──────── Data supplied ────────

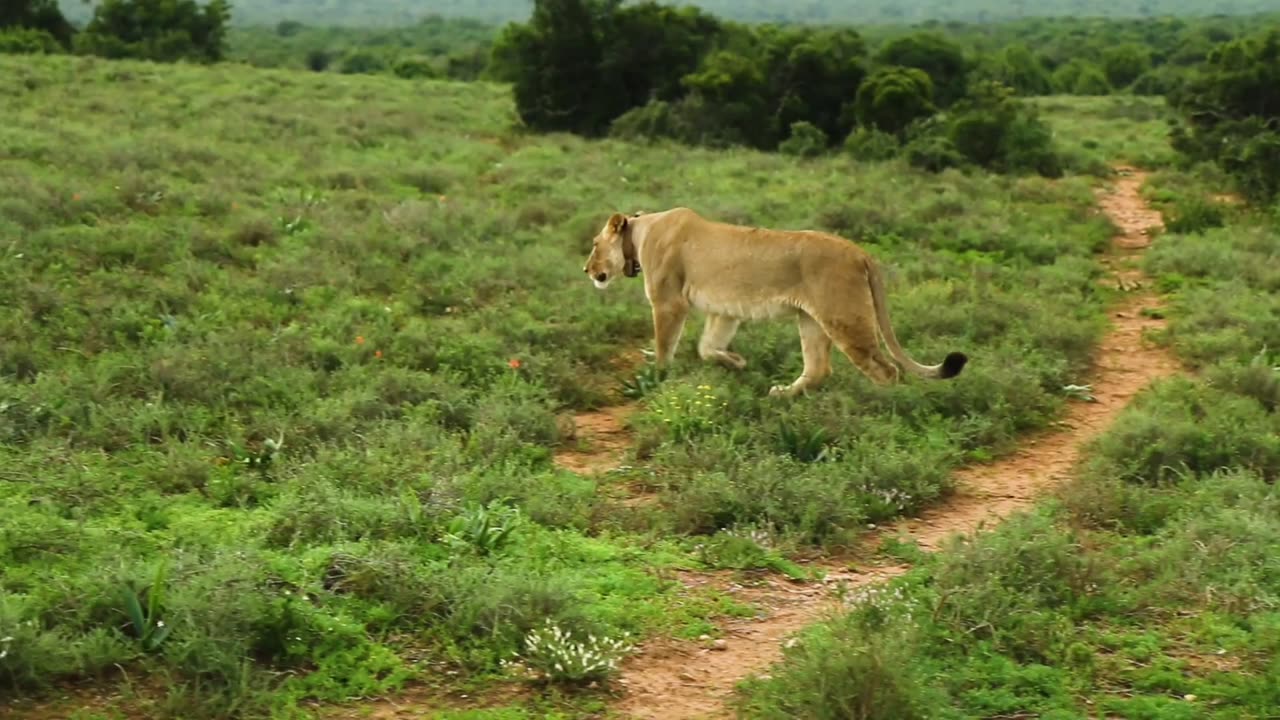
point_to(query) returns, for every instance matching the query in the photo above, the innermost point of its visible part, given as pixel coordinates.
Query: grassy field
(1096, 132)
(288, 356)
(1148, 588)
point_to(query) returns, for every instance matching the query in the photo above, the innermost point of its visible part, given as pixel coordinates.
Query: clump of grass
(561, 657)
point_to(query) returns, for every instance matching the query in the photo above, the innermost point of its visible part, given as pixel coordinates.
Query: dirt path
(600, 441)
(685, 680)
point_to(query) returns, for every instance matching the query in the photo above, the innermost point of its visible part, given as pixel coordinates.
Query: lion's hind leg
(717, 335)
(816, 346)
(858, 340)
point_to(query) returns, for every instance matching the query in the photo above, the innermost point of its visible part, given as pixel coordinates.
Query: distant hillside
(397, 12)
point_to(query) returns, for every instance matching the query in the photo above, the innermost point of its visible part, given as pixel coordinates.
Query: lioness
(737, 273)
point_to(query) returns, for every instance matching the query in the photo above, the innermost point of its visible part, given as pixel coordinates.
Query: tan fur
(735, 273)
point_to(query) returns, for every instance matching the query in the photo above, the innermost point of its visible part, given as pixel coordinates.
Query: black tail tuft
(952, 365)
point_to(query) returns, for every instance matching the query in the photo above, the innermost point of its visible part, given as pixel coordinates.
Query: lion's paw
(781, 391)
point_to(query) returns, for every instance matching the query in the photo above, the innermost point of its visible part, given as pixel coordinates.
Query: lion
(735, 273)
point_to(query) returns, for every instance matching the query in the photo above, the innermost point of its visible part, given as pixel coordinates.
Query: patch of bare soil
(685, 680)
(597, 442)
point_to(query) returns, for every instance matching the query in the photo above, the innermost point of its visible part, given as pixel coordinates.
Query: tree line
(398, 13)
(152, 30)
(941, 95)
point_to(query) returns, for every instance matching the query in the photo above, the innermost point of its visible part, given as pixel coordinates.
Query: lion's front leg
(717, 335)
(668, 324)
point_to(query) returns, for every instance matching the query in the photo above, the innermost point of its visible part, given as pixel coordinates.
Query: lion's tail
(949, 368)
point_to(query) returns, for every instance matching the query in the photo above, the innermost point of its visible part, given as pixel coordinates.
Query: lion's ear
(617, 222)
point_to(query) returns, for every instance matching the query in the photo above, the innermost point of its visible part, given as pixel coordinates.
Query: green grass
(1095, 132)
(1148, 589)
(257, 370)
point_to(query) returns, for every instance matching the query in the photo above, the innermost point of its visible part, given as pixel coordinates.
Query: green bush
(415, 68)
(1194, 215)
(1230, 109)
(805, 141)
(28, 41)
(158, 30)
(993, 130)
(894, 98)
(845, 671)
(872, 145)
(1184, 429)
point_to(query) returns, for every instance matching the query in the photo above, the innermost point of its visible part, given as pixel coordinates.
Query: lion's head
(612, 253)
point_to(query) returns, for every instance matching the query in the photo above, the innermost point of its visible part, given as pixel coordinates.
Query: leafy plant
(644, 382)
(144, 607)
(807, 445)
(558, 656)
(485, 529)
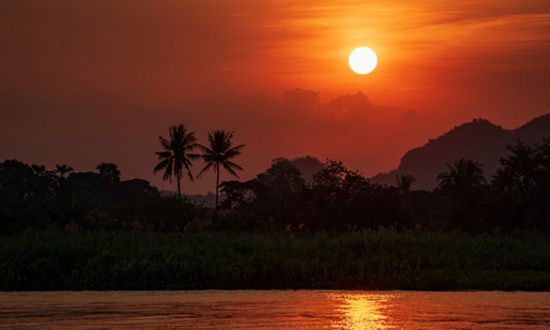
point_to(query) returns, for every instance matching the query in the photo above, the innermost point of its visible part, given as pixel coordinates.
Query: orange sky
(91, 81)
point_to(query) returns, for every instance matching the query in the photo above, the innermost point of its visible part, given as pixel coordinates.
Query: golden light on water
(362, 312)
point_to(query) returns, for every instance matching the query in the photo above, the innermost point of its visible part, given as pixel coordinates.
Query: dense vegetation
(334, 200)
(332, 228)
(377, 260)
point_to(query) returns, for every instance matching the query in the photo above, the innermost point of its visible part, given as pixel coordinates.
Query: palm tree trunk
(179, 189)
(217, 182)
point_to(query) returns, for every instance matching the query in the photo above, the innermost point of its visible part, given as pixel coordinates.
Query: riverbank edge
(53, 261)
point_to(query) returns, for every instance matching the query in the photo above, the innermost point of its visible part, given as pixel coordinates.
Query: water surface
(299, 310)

────────

• Your task: Repeat each line of the records above exactly, but do not copy the pictures.

• Complete answer:
point_to(query) returns, for every instance matching the query in the photo above, the innermost point of its visible part, given as pixel coordinates.
Query: grassy field
(1096, 132)
(288, 356)
(1148, 588)
point_to(query) returns, for every instance matching the query in the photo above, the innermost point of its visible part, given as pixel coordinates.
Query: clump of grass
(561, 657)
point_to(query) returns, for every instance matching the query in the photo above, the innermost point of its visible part, given as pixel coordinates.
Query: dirt path
(600, 441)
(685, 680)
point_to(query) returns, for every instance matching the query in the photo above, the innermost point of its visible part, given as pixel coordinates.
Query: lion's hind leg
(717, 335)
(816, 346)
(858, 340)
point_to(query) returns, for every instance matching the query in the photo above, the innermost point of its visible part, given as pixel coordinates.
Query: distant hillside
(397, 12)
point_to(query) returns, for every instance matching the query in the photo above, the innermost point of its visible part, given as pixel coordinates.
Query: lioness
(737, 273)
point_to(query) returns, for every instance matching the query in the photo above, the innermost point of its visible part, given as pixel coordinates.
Query: tan fur
(735, 273)
point_to(query) returns, for every instance matching the query in the photo above, the innermost point of its visible part, given as pixel coordinates.
Query: black tail tuft
(952, 365)
point_to(query) returns, for every instance matching the query in the photo above, the innermost point of its visible part, given as pixel coordinates.
Query: lion's paw
(781, 391)
point_to(query) returns, for every instance matching the query in the photo above, the innermost point of its visible part, given as pixel coordinates.
Query: lion
(735, 273)
point_to(query) returns, for every instance matching the query in the photo above, the innermost point of its visible part, given as pixel coordinates.
Query: patch of bare soil
(685, 680)
(597, 442)
point_to(query) returns, for every instance matching the query in the photo above, the innermost point of its visible part, given as pixel coordinates.
Query: tree line
(398, 13)
(152, 30)
(941, 95)
point_to(query) returns, for every instance matching the query in the photo above, the innermost point of its visible part, given as pixel coordinates.
Query: lion's front leg
(717, 335)
(668, 324)
point_to(query) returns, for every instance matching the query in the photo above, the innermost point of its visible part, given as pixel coordinates.
Query: lion's tail
(949, 368)
point_to(query) returns, for every instance matching the query in the photo above, the innermost point of its visible part, given as pixel coordinates.
Query: lion's ear
(617, 222)
point_to(query) returns, for every instance matching the query in the photo above, the innermost point of its visible part, given as pixel coordinates.
Query: green grass
(1095, 132)
(1148, 589)
(257, 370)
point_to(query) returns, for every instance matching the query in the photo above, the innermost point of its visible part, given as pixel coordinates.
Query: green bush
(415, 68)
(1194, 215)
(1230, 109)
(805, 141)
(28, 41)
(158, 30)
(993, 130)
(894, 98)
(845, 671)
(872, 145)
(1184, 429)
point_to(query) returns, for every instance matching the query in the photo above, the innermost point of its visible part, given as pixel coordinates.
Query: lion's head
(612, 253)
point_to(query) returns, for every instance matching the query in the photo above, the innermost point of its visible part, given as pixel coordinates.
Query: leafy plant
(644, 382)
(144, 607)
(807, 445)
(558, 656)
(485, 529)
point_to(query) returns, for every instance matching the query in the photo above, the innermost point of its visible part, given as pixel coordinates.
Query: orange sky
(91, 81)
point_to(query) returns, for every instance matching the query in the photo above, the innermost point of its visible part, given as pixel coordinates.
Query: golden light on water
(362, 312)
point_to(query) returns, for every instance matching the query in the photo above, the innermost point of its visible part, given as pixel coordinates.
Query: dense vegetation
(334, 200)
(332, 228)
(377, 260)
point_to(query) returns, for every instance matching the query in the photo above, the innermost point of its visible part, given as pixel coordinates.
Query: palm tree trunk
(179, 189)
(217, 182)
point_to(query) returns, for every instance matching the query in the photo above, the innermost point of its visible part, given as pixel coordinates.
Query: riverbank edge
(53, 261)
point_to(query) returns, for every instance matching the query in the photo above, the innermost point of its visible part, given as pixel coordinates.
Query: water surface
(299, 310)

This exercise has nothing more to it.